▶ DÉFI
Remplace « the arm » par « the gripper » dans tout le matériel ci-dessous, puis recopie-le sans rien modifier d'autre.
+++
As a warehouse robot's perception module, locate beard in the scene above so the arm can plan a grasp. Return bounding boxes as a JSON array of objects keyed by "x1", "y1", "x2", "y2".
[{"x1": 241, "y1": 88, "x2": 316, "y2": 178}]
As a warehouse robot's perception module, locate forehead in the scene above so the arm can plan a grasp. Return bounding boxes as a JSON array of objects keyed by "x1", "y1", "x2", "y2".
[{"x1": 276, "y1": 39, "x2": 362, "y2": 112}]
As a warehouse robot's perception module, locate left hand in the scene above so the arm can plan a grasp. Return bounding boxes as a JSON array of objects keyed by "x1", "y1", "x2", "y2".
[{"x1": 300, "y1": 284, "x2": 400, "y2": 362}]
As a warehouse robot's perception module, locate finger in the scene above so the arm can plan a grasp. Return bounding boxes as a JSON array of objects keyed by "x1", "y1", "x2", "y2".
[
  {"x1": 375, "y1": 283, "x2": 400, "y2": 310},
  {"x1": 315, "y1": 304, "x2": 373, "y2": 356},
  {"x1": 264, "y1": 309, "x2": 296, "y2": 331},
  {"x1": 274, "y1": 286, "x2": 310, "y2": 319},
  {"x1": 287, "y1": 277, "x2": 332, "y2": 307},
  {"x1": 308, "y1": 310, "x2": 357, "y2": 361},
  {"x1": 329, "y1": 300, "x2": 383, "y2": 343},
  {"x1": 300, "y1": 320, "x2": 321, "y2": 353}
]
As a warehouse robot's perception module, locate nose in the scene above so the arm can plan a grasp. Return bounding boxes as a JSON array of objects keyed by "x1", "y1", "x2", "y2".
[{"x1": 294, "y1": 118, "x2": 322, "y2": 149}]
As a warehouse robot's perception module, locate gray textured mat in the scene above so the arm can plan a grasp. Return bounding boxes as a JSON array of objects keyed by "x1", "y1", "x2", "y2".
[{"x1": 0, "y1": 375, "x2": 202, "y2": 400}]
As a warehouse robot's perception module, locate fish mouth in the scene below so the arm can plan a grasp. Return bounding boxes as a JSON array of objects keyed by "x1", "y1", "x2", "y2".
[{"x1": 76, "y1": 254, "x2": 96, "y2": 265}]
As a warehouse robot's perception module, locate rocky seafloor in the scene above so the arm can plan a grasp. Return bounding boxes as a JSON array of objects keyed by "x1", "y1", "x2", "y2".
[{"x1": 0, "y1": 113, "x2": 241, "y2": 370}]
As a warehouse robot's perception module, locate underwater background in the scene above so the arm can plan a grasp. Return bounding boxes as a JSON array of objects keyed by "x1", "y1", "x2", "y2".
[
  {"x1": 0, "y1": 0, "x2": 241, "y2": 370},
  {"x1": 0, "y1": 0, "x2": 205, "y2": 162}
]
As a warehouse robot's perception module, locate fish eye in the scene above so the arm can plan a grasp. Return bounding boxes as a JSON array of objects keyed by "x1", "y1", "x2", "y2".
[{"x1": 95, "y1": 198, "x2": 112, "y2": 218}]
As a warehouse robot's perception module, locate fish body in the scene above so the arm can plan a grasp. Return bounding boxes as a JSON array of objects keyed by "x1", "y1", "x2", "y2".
+++
▶ RÉPONSE COMPLÈTE
As a warehouse robot's perception module, locate beard in the scene above so the gripper can plan a grasp. Return bounding boxes as a JSON array of objects keyed by "x1", "y1", "x2", "y2".
[{"x1": 241, "y1": 88, "x2": 316, "y2": 178}]
As a warehouse robot's perception module, locate forehead in the scene above so the gripper can plan a grasp. Return bounding boxes as a JSON array of objects keyed by "x1", "y1", "x2", "y2".
[{"x1": 276, "y1": 39, "x2": 362, "y2": 112}]
As a warehouse robot's perception module, locate left hand in the scene above so the gripper can plan a grasp. Return bounding boxes as a JSON array of objects keyed by "x1", "y1", "x2", "y2".
[{"x1": 300, "y1": 284, "x2": 400, "y2": 362}]
As a warehouse robot's perception module, locate finger in the scene above so the gripper can plan a grasp. Return bounding boxes as a JSON array of objects keyed by "x1", "y1", "x2", "y2".
[
  {"x1": 375, "y1": 283, "x2": 400, "y2": 310},
  {"x1": 315, "y1": 304, "x2": 373, "y2": 356},
  {"x1": 264, "y1": 309, "x2": 296, "y2": 331},
  {"x1": 274, "y1": 286, "x2": 310, "y2": 319},
  {"x1": 287, "y1": 277, "x2": 332, "y2": 307},
  {"x1": 308, "y1": 310, "x2": 357, "y2": 361},
  {"x1": 329, "y1": 300, "x2": 383, "y2": 343},
  {"x1": 300, "y1": 320, "x2": 321, "y2": 353}
]
As a warehouse robot's perception module, locate nose in the scene above so the gripper can plan a grasp. Return bounding boxes as a JSON array of objects keyed by "x1", "y1", "x2", "y2".
[{"x1": 294, "y1": 118, "x2": 322, "y2": 149}]
As a warehouse robot's perception module, locate gray textured mat in the scene above so the gripper can plan a grasp. Return bounding boxes as a JSON array of objects keyed by "x1", "y1", "x2", "y2".
[{"x1": 0, "y1": 375, "x2": 202, "y2": 400}]
As a warehouse robot's perception module, locate fish mouth in the scene below so the gripper can plan a grasp. Return bounding boxes as a JSON array of objects keyed by "x1", "y1", "x2", "y2".
[{"x1": 76, "y1": 254, "x2": 96, "y2": 265}]
As a warehouse robot's perception module, locate rocky seafloor in the scene above so the gripper can plan a grasp. Return bounding boxes as a JSON array of objects keyed by "x1", "y1", "x2", "y2".
[{"x1": 0, "y1": 113, "x2": 241, "y2": 370}]
As a warehouse robot's perception module, locate underwater background in the scene above so the gripper can plan a grasp. Return bounding boxes as a JSON array of objects keyed by "x1", "y1", "x2", "y2".
[
  {"x1": 0, "y1": 0, "x2": 241, "y2": 370},
  {"x1": 0, "y1": 0, "x2": 205, "y2": 162}
]
As a warehouse robot's perception module, locate fish eye in the scene above so the gripper can plan a grasp. Return bounding boxes as a JSON array of objects keyed by "x1", "y1", "x2", "y2".
[{"x1": 95, "y1": 198, "x2": 112, "y2": 218}]
As a warehouse robot's perception module, locate fish body in the scene above so the gripper can plan a grasp. Return bounding boxes as a JSON array of objects keyed by "x1", "y1", "x2", "y2".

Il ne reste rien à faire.